• **Written request 1**: Which media platforms does the writer of the article below on election disputes in Nigeria and Kenya say they appeared on to discuss the judgment? List every one.
• **Written request 2**: According to the article below on election disputes in Nigeria and Kenya, why did the Kenyan court process take only two weeks from filing to judgment? Answer in one to three sentences.
• **Written request 3**: How many polling stations does Kenya have, according to the article below on election disputes in Nigeria and Kenya?

Election dispute resolutions in Nigeria and Kenya
Last
Friday, September 1, 2017 the unprecedented happened in the East African
country of Kenya. The Supreme Court of
the country, led by Chief Justice David Maraga upturned the electoral victory
of President Uhuru Kenyatta. The apex court said the August 8 election was
fraught with irregularities and deeply flawed. According to their lordship, the
Independent Electoral and Boundaries Commission, which was in charge of the
vote, “failed, neglected, or refused to conduct the presidential election in a
manner consistent with the dictates of the Constitution” .The court in a
majority decision of four against two justices therefore asked the IEBC to hold
a re-run election within 60 days. Since
that news broke, I have been privileged to analyse the import and implications
of the judgment on different media platforms. I have featured on programmes on
Nigerian Television Authority, Radio Nigeria, Arise Television, Raypower 100.5
FM and African Independent Television.
Since
that epochal judgment was delivered last Friday, a lot of commentators and
analysts have been pouring encomiums on the Kenyan judiciary while castigating
the IEBC and the election observers who said the election was credible and
conducted according to international best practices. Many have even said that
Nigerian judiciary should learn from their counterpart in Kenya. Not so fast! I
dare say that while the action of the Kenyan Supreme Court is noble and
commendable, I will rather prefer us sticking with our own election dispute
resolution mechanism than copying that of Kenya. It is important to note that
each country has its own peculiar history shaping its laws.
There
is need for Nigerians to know that the entire court process from filing to
delivery of judgment took two weeks. That was possible because the Constitution
of Kenya in Article 163 (3)(a) says “The Supreme Court shall have exclusive
original jurisdiction to hear and determine disputes relating to the elections
to the office of President arising under Article 140.” According to Article 140
(1) of Kenyan Constitution: “A person
may file a petition in the Supreme Court to challenge the election of the
President-elect within seven days after the date of the declaration of the
results of the presidential election. (2) Within fourteen days after the filing
of a petition under clause (1), the Supreme Court shall hear and determine the
petition and its decision shall be final. (3) If the Supreme Court determines
the election of the President-elect to be invalid, a fresh election shall be
held within sixty days after the determination.” This is a supersonic election dispute
resolution mechanism!
Little
wonder that Engr Raila Odinga never got justice in the three previous times he
has filed petitions at the country’s Supreme Court. How much evidence can a
serious petitioner garner within one week of conduct of election? Kenya has
40,883 Polling Stations and if a petitioner had to prove fraud in all or
majority of those units as our own system here requires, not only will it be
practically impossible to collect credible evidences and assemble witnesses
within that timeframe. It will also be impracticable to prove electoral heist
beyond reasonable doubt in 14 days specified by the Kenyan law. It would be
recalled that Odinga has so much lost faith in the Kenya judiciary that he said
initially after the August 8 election that he will not go to court but was
hoping for United Nations intervention. Thankfully, he later reconsidered and
subsequently went to court. Even at that, he was not confident of victory as he
was as shocked and pleasantly surprised as many Kenyans by last Friday’s judicial
victory.

• **Recorded data**:

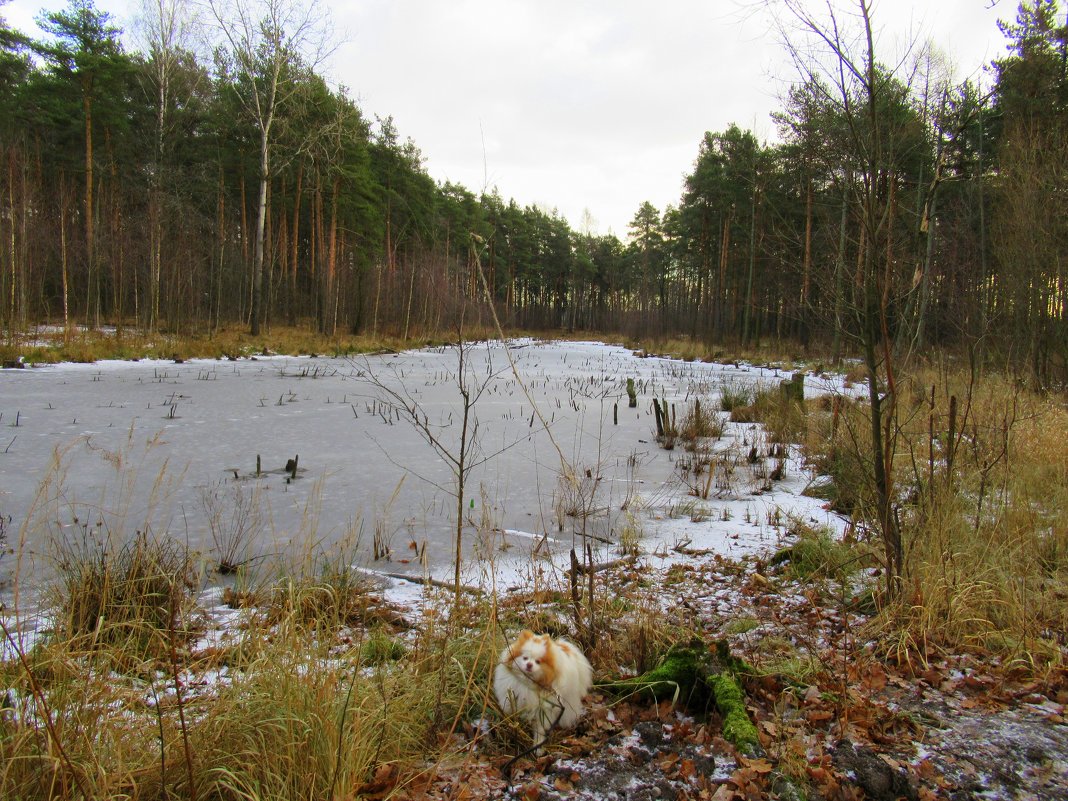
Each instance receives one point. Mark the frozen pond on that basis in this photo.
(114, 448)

==

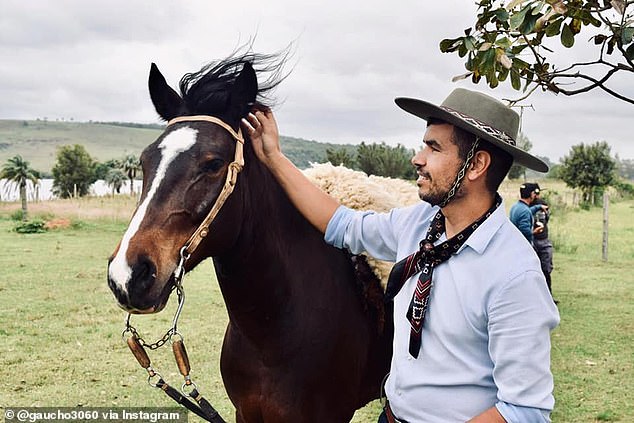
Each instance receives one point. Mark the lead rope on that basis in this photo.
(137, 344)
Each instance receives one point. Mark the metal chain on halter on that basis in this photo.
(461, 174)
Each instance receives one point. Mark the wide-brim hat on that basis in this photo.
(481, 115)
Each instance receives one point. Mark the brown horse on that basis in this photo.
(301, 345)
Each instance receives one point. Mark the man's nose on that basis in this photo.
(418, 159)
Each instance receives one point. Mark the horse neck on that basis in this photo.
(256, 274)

==

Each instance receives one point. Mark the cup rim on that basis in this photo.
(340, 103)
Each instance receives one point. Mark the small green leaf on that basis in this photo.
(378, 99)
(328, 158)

• **Written solution 1**:
- Nigerian Television Authority
- Radio Nigeria
- Arise Television
- Raypower 100.5 FM
- African Independent Television

• **Written solution 2**: Article 163 (3)(a) of Kenya's Constitution gives the Supreme Court exclusive original jurisdiction over disputes about presidential elections. Article 140 requires a petition to be filed within seven days after the results are declared. The court must then hear and determine it within fourteen days of filing.

• **Written solution 3**: 40,883